▶ [Exercise details]: Return all of the lines below exactly as they are.

================

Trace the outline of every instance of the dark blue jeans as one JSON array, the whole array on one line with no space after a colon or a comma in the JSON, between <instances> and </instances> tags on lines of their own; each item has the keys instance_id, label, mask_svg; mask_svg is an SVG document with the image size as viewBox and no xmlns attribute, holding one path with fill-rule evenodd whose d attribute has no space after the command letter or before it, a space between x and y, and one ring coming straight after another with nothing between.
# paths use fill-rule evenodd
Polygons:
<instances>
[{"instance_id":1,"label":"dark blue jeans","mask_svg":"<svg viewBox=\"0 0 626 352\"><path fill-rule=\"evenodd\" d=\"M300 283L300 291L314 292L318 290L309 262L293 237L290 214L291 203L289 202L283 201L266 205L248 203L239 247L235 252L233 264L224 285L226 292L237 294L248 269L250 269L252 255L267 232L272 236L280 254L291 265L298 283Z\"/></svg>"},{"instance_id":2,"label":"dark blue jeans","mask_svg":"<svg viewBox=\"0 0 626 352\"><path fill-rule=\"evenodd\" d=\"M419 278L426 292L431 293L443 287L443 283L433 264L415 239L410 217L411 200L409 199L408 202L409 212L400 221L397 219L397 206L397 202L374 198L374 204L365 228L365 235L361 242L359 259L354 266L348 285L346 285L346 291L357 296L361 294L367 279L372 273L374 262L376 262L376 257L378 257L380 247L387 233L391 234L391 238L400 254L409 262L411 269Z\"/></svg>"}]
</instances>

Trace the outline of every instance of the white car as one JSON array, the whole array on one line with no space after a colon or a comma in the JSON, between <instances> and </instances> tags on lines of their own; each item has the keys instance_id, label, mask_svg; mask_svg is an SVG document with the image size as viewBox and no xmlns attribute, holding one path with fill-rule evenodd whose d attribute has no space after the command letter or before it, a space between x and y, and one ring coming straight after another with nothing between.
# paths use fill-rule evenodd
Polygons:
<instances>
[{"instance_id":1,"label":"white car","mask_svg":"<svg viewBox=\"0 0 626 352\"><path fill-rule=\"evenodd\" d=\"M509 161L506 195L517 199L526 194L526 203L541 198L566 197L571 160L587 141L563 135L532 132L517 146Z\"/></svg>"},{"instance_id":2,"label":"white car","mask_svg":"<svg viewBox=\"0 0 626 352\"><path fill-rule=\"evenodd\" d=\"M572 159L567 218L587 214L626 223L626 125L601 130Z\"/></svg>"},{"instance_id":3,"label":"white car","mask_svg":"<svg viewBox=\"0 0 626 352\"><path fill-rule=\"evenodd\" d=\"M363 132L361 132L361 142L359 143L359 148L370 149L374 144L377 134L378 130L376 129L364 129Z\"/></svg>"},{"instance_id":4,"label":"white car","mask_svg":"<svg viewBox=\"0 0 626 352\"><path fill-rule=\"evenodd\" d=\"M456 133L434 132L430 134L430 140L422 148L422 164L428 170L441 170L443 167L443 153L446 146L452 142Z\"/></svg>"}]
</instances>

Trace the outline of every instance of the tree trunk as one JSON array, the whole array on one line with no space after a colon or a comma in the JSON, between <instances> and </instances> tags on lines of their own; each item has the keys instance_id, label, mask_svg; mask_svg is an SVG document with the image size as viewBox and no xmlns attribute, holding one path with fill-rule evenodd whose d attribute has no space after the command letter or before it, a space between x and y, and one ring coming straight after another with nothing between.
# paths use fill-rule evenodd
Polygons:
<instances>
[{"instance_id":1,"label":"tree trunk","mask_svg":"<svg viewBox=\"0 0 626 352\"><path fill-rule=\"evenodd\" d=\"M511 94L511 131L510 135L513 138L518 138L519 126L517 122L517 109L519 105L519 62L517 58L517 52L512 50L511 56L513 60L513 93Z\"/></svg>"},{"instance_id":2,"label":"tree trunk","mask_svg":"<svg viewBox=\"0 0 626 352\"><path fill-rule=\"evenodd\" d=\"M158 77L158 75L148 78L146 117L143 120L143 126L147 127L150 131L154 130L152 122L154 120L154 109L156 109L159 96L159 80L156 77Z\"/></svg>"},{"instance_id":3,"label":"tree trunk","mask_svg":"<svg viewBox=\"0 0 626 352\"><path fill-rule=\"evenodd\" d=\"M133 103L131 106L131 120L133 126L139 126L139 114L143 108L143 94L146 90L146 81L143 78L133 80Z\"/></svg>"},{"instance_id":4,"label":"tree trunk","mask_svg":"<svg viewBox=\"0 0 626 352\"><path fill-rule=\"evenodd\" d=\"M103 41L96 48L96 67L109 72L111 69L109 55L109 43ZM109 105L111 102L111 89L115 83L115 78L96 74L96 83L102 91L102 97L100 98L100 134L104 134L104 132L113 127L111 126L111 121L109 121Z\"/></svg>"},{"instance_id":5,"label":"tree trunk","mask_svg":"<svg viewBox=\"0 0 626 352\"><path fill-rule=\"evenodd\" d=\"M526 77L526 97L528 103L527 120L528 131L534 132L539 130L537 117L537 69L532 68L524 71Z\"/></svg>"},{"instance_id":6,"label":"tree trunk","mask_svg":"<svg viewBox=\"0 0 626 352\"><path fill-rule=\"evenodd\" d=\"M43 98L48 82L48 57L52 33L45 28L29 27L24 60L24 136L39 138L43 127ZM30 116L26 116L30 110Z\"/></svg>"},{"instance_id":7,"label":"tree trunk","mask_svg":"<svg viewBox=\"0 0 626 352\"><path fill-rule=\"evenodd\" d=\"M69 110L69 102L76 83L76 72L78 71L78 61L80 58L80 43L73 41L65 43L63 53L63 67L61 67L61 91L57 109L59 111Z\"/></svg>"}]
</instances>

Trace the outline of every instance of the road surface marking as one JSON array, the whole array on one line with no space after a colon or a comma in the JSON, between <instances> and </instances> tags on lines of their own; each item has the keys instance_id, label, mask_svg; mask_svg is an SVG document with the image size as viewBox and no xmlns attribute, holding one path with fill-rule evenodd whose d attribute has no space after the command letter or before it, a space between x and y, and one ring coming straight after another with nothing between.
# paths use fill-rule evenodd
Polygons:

================

▶ [Completed task]:
Trace the outline of every instance of the dark blue jeans as one JSON array, the whole array on one line with no space after a colon or a comma in the JSON, between <instances> and </instances> tags on lines of their own; each item has the keys instance_id, label, mask_svg; mask_svg is an SVG document with the image size as viewBox and no xmlns attribute, holding one path with fill-rule evenodd whose d attribute has no space after the command letter or before it, a space between x and y, and one ring coming straight after another with nothing between.
# paths use fill-rule evenodd
Polygons:
<instances>
[{"instance_id":1,"label":"dark blue jeans","mask_svg":"<svg viewBox=\"0 0 626 352\"><path fill-rule=\"evenodd\" d=\"M300 283L300 291L314 292L318 290L309 262L293 237L290 214L291 203L289 202L283 201L266 205L248 203L239 247L235 252L233 264L224 285L226 292L237 294L248 269L250 269L252 255L267 232L272 236L280 254L291 265L298 283Z\"/></svg>"},{"instance_id":2,"label":"dark blue jeans","mask_svg":"<svg viewBox=\"0 0 626 352\"><path fill-rule=\"evenodd\" d=\"M419 278L426 292L431 293L443 287L443 283L433 264L415 239L410 217L411 200L409 199L408 202L409 212L400 221L397 219L397 206L397 202L374 198L374 204L365 228L365 235L361 242L359 259L354 266L348 285L346 285L346 291L357 296L361 294L367 279L372 273L374 262L376 262L376 257L378 257L380 247L387 233L391 234L391 238L400 254L409 262L411 269Z\"/></svg>"}]
</instances>

Trace the outline of every instance of the white car as one JSON array, the whole array on one line with no space after a colon or a comma in the JSON, between <instances> and </instances> tags on lines of their own; each item has the keys instance_id, label, mask_svg; mask_svg is an SVG document with the image size as viewBox and no xmlns attribute, holding one path with fill-rule evenodd whose d attribute has no space after the command letter or before it, a space between x and y, and one ring coming straight after another with nothing between.
# paths use fill-rule evenodd
Polygons:
<instances>
[{"instance_id":1,"label":"white car","mask_svg":"<svg viewBox=\"0 0 626 352\"><path fill-rule=\"evenodd\" d=\"M509 161L506 195L517 199L526 194L526 203L541 198L566 197L571 160L587 141L563 135L532 132L517 146Z\"/></svg>"},{"instance_id":2,"label":"white car","mask_svg":"<svg viewBox=\"0 0 626 352\"><path fill-rule=\"evenodd\" d=\"M572 159L567 218L587 214L626 223L626 125L601 130Z\"/></svg>"},{"instance_id":3,"label":"white car","mask_svg":"<svg viewBox=\"0 0 626 352\"><path fill-rule=\"evenodd\" d=\"M363 132L361 132L361 142L359 143L359 148L370 149L374 144L377 134L378 130L376 129L364 129Z\"/></svg>"},{"instance_id":4,"label":"white car","mask_svg":"<svg viewBox=\"0 0 626 352\"><path fill-rule=\"evenodd\" d=\"M456 133L434 132L430 134L430 140L422 148L422 164L428 170L441 170L443 167L443 153L446 146L452 142Z\"/></svg>"}]
</instances>

Trace the outline of every instance of the tree trunk as one JSON array, the whole array on one line with no space after a colon or a comma in the JSON, between <instances> and </instances> tags on lines of their own; each item has the keys instance_id, label, mask_svg; mask_svg is an SVG document with the image size as viewBox and no xmlns attribute, holding one path with fill-rule evenodd whose d attribute has no space after the command letter or before it, a space between x and y, and one ring coming straight after another with nothing between.
# paths use fill-rule evenodd
Polygons:
<instances>
[{"instance_id":1,"label":"tree trunk","mask_svg":"<svg viewBox=\"0 0 626 352\"><path fill-rule=\"evenodd\" d=\"M511 94L511 131L510 135L513 138L518 138L519 126L517 122L517 109L519 105L519 62L517 58L517 52L512 50L511 56L513 60L513 93Z\"/></svg>"},{"instance_id":2,"label":"tree trunk","mask_svg":"<svg viewBox=\"0 0 626 352\"><path fill-rule=\"evenodd\" d=\"M158 77L158 75L148 78L146 117L143 120L143 126L147 127L150 131L154 130L152 122L154 120L154 109L156 109L159 96L159 80L156 77Z\"/></svg>"},{"instance_id":3,"label":"tree trunk","mask_svg":"<svg viewBox=\"0 0 626 352\"><path fill-rule=\"evenodd\" d=\"M133 103L131 106L131 120L133 126L139 126L139 114L143 108L143 94L146 90L146 81L143 78L133 80Z\"/></svg>"},{"instance_id":4,"label":"tree trunk","mask_svg":"<svg viewBox=\"0 0 626 352\"><path fill-rule=\"evenodd\" d=\"M103 41L96 48L96 67L109 72L111 69L109 55L109 43ZM109 105L111 102L111 89L115 83L115 78L96 74L96 83L102 91L102 97L100 98L100 134L104 134L104 132L113 127L111 126L111 121L109 121Z\"/></svg>"},{"instance_id":5,"label":"tree trunk","mask_svg":"<svg viewBox=\"0 0 626 352\"><path fill-rule=\"evenodd\" d=\"M526 77L526 97L528 103L527 120L528 131L534 132L539 130L537 117L537 69L532 68L524 71Z\"/></svg>"},{"instance_id":6,"label":"tree trunk","mask_svg":"<svg viewBox=\"0 0 626 352\"><path fill-rule=\"evenodd\" d=\"M43 98L48 82L48 57L52 33L45 28L29 27L24 60L24 136L39 138L43 127ZM30 116L26 116L30 110Z\"/></svg>"},{"instance_id":7,"label":"tree trunk","mask_svg":"<svg viewBox=\"0 0 626 352\"><path fill-rule=\"evenodd\" d=\"M69 110L69 102L76 83L76 72L78 71L78 61L80 58L80 43L73 41L65 43L63 53L63 67L61 67L61 91L57 109L59 111Z\"/></svg>"}]
</instances>

Trace the outline of every instance of the road surface marking as one JSON array, the whole array on one line with no space after a colon or a comma in the JSON, between <instances> and </instances> tags on lines of their own; each item has the keys instance_id, label, mask_svg; mask_svg is an SVG document with the image size as viewBox and no xmlns attribute, holding one path with fill-rule evenodd whose d attribute has no space after the command letter or before it, a space between x and y, and one ring coming straight after another with nothing between.
# paths use fill-rule evenodd
Polygons:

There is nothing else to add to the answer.